*WHAT NEEDS TO BE DONE*
From the first entry to the last, copy the material exactly as it stands.

^^^^

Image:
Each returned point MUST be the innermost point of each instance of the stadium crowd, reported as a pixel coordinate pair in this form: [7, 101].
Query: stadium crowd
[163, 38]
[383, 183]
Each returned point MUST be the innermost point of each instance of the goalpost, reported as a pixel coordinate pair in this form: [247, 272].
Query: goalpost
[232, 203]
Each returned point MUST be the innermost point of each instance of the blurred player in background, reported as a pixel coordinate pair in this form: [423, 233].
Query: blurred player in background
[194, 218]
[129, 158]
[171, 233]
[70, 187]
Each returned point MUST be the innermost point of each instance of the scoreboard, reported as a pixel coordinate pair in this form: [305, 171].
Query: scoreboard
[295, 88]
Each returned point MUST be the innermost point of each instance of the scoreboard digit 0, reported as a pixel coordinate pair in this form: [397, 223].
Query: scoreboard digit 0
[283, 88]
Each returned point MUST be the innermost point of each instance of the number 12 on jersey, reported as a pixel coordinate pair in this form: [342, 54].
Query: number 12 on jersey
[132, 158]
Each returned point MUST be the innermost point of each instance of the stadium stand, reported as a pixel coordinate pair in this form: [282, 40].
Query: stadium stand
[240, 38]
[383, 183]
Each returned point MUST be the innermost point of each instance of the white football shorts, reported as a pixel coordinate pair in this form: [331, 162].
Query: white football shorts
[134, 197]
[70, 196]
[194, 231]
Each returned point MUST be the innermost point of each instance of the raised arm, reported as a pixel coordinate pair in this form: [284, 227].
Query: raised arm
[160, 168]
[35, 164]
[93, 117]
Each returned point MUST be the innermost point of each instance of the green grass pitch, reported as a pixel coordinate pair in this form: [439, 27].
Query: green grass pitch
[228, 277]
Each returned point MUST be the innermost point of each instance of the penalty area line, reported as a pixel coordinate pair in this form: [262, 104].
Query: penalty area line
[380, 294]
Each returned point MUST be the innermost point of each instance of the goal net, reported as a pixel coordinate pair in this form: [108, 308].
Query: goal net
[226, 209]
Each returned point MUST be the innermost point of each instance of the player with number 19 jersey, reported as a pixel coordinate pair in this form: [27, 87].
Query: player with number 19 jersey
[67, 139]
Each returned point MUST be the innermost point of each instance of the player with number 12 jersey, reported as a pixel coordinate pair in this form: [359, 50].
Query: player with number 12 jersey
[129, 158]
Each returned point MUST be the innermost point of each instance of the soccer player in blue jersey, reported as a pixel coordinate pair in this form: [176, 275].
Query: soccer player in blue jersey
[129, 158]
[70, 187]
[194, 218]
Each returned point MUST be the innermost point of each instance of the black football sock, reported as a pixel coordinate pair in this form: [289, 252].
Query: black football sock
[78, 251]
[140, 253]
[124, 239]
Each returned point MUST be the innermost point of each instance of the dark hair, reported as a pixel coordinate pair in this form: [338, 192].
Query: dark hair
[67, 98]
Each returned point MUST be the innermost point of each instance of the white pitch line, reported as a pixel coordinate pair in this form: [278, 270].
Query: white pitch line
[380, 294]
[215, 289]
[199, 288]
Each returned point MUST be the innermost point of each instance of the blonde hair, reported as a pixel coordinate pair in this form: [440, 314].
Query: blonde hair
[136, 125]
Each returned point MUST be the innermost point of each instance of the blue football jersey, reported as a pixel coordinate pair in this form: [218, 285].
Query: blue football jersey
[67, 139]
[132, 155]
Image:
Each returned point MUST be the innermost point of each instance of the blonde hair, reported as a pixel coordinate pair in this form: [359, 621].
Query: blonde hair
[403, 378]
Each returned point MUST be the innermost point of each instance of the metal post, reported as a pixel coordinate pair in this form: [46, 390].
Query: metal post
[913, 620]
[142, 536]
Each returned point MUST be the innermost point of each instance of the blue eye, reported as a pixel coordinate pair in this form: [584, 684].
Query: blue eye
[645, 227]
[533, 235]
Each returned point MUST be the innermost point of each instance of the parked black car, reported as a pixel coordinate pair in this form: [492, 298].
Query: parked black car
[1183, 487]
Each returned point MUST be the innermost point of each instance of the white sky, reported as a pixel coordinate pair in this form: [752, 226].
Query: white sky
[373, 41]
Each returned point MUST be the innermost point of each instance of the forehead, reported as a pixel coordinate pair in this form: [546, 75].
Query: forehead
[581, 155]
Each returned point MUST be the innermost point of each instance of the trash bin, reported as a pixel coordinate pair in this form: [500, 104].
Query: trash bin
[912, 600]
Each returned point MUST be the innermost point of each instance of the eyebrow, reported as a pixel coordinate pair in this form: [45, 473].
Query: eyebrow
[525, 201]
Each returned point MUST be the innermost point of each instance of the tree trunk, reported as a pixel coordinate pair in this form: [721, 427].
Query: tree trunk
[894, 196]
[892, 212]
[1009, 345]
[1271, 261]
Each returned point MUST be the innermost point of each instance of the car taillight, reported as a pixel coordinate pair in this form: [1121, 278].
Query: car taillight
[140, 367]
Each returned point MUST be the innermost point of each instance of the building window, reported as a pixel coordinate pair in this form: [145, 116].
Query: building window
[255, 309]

^^^^

*RESPONSE FOR THIS EXERCISE*
Image:
Each returned point MUST be the innermost point of each instance of the stadium crowd, reported as a pixel coordinate pair in this form: [7, 101].
Query: stadium crowd
[163, 38]
[383, 183]
Each returned point MUST be the innermost point of each instance of the goalpost, reported as a pixel coordinate pair in this form: [247, 272].
Query: goalpost
[232, 203]
Each returned point MUST be the innermost point of each instance of the blurred player in background, reported as a pixel coordinate pair in this form: [423, 233].
Query: blurred player in background
[194, 218]
[129, 158]
[171, 233]
[70, 187]
Each returned point MUST be the innermost point of each instance of the scoreboard, reported as a pixel coordinate pair in this form: [305, 171].
Query: scoreboard
[295, 88]
Each returned point MUST be the innermost point of each instance of the scoreboard digit 0, reported as a pixel coordinate pair in this form: [397, 223].
Query: scoreboard digit 0
[283, 88]
Each returned point MUST be the innermost point of each instance of the number 12 on jersey, reported as a pixel coordinate pair in this form: [342, 54].
Query: number 12 on jersey
[132, 158]
Each returned point MUST be the innermost point of each instance of the stadium stand, reported as a pixel coordinate pair in this form: [282, 40].
Query: stadium stand
[240, 38]
[383, 183]
Each returned point MUST be the innermost point of each instance of the white football shorts, reported as a pixel coordinate pair in this form: [331, 162].
Query: white football shorts
[134, 197]
[70, 196]
[194, 231]
Each returned point MUST be the innermost point of each instance of the raised arm, reported as a pixel coordinate pair in this form: [284, 227].
Query: raised arm
[160, 168]
[35, 164]
[93, 117]
Each returned point MUST be the innermost point of each instance of the green grass pitch, reported as a pixel coordinate pair in this form: [439, 27].
Query: green grass pitch
[228, 277]
Each returned point MUST be the innermost point of each instance of the penalty area line, reported as a pixel coordinate pair in this form: [262, 104].
Query: penalty area line
[380, 294]
Each returned point MUST be the innermost point of each instance of the goal net, reported as a pixel coordinate pair in this form: [108, 308].
Query: goal net
[226, 209]
Each returned point MUST be the innermost point of each instance of the player with number 19 jersey, reported as a pixel coordinate pair in this form: [27, 87].
Query: player with number 19 jersey
[67, 139]
Each returned point MUST be the innermost point of each instance of the player with number 12 jersey, reported as a pixel coordinate pair in this form: [359, 50].
Query: player with number 12 jersey
[129, 158]
Each returned point MUST be the innermost point of each instance of the soccer player in blue jersey, reported as a pixel coordinate pair in this form: [176, 275].
Query: soccer player in blue jersey
[129, 158]
[70, 187]
[194, 218]
Each returned point MUST be the innermost point of each instance of the black football sock, reported as a pixel coordinate pair in this form: [289, 252].
Query: black football sock
[78, 251]
[140, 253]
[124, 239]
Each returned point MUST be the innermost point of each instance of the dark hair, reported as a pixel coordinate pair in this form: [338, 192].
Query: dark hair
[67, 98]
Each returned point MUST be the innermost point of each instance of the white pitch line, reported as a pixel coordinate pair in this form: [278, 270].
Query: white pitch line
[380, 294]
[215, 289]
[199, 288]
Each returned point MUST be the innermost point of each instance of the blonde hair, reported as a pixel coordinate pair in this form: [440, 314].
Query: blonde hair
[136, 125]
Each returned point MUST be the innermost point of each instance of the blue football jersey, reported as a pixel coordinate pair in this form: [218, 285].
Query: blue football jersey
[67, 139]
[132, 155]
Image:
Each returned point MUST be the innermost point of each instance of the blonde hair, reported as a pixel coordinate pair in this form: [359, 621].
Query: blonde hair
[403, 378]
Each returned point MUST be the innermost point of each instance of the metal post, reported as a pixel coordinate pair in this form: [46, 390].
Query: metal post
[913, 620]
[142, 536]
Each returned point MUST be the innermost point of each instance of the blue eye, reported as a pixel coordinate pair in this form: [584, 684].
Query: blue eye
[645, 227]
[533, 235]
Each returned point MUST be the innermost point of each instance of the parked black car, reported as a pixel coordinate pair in this form: [492, 298].
Query: parked black car
[1183, 487]
Each returned point MUST be the innermost point of each instance of the white sky, reported as a pixel coordinate pair in this form: [752, 226].
Query: white sky
[373, 41]
Each returned point MUST be the innermost point of each instance of the forehead, reported as a pixel coordinate pair in this form: [546, 75].
Query: forehead
[581, 155]
Each returned point MUST be the innermost point of each instance of the trash bin, reported as a pixel coordinate pair in this form: [500, 104].
Query: trash bin
[912, 600]
Each returned point MUST be the innermost point of each instance of the eyebrow, reported as a pixel coordinate pair in this form: [45, 473].
Query: eyebrow
[525, 201]
Each returned point MUST be the innermost point of each instance of the tree trunk, reported as a pixel coordinate pair in this form: [721, 427].
Query: tree trunk
[894, 196]
[892, 212]
[1009, 345]
[1271, 261]
Each returned point MUST be the innermost point of each instance of the car taillight, reported as a pixel coordinate pair in this form: [1121, 278].
Query: car taillight
[140, 367]
Each returned point MUST be the innermost point of each instance of the building window, reported as a pixel coordinate pair in this form: [145, 116].
Query: building window
[255, 309]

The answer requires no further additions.